═════ INFORMATION GIVEN
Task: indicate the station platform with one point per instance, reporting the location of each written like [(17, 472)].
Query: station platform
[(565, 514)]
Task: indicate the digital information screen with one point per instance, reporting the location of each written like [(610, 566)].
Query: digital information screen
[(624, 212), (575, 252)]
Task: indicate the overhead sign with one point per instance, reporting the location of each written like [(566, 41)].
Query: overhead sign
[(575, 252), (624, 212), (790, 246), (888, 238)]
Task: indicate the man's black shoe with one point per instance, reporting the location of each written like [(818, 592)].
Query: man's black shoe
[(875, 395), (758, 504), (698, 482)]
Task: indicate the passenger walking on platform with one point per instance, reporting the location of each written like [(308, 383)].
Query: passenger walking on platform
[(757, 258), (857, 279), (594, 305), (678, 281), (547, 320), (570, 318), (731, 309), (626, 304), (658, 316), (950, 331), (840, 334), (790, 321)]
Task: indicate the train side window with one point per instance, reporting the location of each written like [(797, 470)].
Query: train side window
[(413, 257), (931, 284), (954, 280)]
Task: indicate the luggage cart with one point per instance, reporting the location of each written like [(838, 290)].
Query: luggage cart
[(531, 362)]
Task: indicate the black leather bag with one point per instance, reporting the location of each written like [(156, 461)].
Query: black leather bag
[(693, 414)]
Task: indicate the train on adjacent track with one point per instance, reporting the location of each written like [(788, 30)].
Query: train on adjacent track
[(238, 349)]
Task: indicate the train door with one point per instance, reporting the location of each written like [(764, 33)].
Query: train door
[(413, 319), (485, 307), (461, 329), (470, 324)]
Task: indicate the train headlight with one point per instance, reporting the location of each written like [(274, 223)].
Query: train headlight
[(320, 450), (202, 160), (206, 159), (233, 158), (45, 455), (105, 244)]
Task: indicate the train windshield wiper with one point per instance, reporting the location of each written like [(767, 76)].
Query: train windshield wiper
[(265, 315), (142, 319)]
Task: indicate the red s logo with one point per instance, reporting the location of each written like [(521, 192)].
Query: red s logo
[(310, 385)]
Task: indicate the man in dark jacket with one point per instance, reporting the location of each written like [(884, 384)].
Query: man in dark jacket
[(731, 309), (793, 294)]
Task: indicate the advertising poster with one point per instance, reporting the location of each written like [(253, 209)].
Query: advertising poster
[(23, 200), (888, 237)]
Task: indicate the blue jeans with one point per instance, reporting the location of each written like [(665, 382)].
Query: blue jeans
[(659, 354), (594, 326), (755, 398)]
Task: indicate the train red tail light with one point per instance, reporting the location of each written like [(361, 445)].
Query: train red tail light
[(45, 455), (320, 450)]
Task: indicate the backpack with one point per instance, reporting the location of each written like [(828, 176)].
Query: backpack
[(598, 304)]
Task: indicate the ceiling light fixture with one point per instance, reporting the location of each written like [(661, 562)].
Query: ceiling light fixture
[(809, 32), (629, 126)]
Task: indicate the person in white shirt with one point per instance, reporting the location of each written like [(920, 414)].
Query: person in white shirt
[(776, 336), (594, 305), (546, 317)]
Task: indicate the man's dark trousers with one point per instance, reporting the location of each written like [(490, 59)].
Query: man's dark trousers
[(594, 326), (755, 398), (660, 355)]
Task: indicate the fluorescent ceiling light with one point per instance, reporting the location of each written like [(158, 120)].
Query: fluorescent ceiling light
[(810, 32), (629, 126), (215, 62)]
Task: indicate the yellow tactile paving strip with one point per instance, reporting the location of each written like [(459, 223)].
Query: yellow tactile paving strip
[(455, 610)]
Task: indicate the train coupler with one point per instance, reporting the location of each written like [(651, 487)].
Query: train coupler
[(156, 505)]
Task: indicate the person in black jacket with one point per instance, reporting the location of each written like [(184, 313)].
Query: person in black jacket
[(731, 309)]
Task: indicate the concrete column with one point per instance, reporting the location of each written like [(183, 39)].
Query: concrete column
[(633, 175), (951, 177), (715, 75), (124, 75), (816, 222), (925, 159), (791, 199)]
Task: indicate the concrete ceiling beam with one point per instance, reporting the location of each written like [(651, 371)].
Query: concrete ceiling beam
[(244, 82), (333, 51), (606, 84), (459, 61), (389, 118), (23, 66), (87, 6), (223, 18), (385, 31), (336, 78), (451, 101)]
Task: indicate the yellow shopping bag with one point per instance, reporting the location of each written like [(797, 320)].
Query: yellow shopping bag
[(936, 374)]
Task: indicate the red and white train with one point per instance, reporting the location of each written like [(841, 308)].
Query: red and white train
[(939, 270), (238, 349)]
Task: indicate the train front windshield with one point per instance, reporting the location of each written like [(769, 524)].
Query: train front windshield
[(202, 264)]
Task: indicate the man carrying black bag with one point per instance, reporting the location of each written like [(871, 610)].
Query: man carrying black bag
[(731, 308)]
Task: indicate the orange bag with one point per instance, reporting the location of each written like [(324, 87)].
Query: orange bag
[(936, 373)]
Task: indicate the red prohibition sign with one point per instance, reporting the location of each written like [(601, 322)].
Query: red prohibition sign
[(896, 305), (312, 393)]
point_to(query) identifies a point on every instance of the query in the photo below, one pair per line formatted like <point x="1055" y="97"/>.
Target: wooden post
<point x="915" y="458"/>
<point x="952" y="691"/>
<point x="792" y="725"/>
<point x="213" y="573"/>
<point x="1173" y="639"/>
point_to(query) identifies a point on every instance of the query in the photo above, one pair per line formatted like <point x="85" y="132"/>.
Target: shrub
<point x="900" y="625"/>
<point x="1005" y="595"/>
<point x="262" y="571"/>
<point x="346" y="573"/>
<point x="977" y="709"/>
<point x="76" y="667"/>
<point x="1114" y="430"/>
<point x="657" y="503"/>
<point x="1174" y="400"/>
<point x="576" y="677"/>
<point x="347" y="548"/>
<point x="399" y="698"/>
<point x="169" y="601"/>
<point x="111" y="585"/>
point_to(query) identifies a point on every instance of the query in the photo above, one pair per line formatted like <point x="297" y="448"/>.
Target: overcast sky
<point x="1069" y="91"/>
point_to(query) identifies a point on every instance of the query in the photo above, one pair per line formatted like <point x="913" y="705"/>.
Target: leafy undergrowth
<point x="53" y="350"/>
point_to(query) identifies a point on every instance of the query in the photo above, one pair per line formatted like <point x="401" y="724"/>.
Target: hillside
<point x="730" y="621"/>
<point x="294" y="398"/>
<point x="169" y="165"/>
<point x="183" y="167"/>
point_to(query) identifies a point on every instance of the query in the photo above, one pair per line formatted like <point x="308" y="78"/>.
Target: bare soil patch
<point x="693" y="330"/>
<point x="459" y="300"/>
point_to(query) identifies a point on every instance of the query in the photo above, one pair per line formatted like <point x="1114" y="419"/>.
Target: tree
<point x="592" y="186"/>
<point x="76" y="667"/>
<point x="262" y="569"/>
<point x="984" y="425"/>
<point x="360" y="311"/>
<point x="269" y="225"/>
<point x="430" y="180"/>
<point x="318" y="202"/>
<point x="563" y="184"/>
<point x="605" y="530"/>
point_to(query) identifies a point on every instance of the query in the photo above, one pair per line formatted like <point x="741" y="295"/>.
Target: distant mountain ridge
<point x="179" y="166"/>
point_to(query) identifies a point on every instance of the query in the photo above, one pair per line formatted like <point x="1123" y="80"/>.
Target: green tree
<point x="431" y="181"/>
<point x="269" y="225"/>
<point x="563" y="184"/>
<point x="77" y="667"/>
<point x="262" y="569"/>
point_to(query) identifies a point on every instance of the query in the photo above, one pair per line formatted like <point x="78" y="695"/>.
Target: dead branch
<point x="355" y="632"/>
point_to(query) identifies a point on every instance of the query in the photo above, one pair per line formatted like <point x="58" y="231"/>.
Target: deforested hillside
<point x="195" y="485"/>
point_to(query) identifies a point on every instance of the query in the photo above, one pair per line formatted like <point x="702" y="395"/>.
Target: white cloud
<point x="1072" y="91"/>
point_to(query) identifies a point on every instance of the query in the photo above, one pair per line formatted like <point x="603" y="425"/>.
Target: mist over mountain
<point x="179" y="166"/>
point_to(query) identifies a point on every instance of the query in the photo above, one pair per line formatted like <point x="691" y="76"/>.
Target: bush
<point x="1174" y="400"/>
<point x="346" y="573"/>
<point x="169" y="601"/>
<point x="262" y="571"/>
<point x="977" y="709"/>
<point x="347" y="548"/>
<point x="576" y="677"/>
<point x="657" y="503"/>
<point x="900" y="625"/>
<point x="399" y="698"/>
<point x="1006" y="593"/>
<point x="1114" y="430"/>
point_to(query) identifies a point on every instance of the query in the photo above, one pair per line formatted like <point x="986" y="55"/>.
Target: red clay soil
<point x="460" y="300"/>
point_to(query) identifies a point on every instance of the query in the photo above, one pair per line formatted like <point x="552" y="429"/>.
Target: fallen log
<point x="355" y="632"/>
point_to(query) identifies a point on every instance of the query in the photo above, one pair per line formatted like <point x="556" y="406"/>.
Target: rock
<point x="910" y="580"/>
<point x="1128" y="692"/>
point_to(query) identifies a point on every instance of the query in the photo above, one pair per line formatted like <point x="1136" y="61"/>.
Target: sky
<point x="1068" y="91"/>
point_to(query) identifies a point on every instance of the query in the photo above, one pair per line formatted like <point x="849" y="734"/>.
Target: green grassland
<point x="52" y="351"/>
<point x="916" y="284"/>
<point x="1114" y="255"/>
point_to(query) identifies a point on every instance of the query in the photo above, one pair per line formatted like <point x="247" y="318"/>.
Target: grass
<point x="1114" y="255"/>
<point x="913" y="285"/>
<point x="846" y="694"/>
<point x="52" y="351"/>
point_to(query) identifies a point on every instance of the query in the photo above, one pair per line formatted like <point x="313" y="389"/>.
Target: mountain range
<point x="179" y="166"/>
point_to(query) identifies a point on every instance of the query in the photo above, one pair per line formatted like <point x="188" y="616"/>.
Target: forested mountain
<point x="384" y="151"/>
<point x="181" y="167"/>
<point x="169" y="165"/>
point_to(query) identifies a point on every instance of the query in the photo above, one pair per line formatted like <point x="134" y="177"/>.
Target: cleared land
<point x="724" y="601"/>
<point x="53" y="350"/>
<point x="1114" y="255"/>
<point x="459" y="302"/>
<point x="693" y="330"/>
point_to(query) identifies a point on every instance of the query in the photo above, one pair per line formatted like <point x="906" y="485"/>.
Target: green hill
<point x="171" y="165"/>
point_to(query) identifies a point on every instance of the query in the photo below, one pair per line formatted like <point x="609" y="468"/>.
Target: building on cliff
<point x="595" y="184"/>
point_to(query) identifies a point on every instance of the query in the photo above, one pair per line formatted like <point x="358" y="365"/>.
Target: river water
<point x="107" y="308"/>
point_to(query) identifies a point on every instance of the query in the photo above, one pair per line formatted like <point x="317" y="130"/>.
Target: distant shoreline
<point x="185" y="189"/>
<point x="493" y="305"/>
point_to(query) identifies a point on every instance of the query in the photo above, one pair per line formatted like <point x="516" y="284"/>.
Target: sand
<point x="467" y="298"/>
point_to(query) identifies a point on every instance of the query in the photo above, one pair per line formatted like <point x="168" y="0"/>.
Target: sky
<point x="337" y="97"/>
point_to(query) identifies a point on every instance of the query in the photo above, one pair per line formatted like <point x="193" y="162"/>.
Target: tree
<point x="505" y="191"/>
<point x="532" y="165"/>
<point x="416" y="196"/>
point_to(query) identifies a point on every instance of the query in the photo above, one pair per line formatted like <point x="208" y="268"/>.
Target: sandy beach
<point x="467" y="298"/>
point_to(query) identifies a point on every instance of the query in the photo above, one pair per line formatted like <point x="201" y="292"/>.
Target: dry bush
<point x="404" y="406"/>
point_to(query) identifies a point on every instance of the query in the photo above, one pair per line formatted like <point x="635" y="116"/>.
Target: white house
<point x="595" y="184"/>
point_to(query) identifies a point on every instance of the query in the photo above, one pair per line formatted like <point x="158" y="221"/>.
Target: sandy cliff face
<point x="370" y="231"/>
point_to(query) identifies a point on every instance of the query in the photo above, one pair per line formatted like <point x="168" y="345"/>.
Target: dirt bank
══════════
- **SHORT PROBLEM**: Copy out the lines of the records from the line with "Task: indicate the concrete ceiling" up to and including the line with "78), (451, 101)]".

- **FULL RESPONSE**:
Task: indicate the concrete ceiling beam with one point per instance, reporting the location of each written like [(651, 371)].
Query: concrete ceiling beam
[(244, 82), (333, 51), (606, 84), (459, 61), (389, 118), (23, 66), (87, 6), (223, 18), (385, 31), (336, 78), (451, 101)]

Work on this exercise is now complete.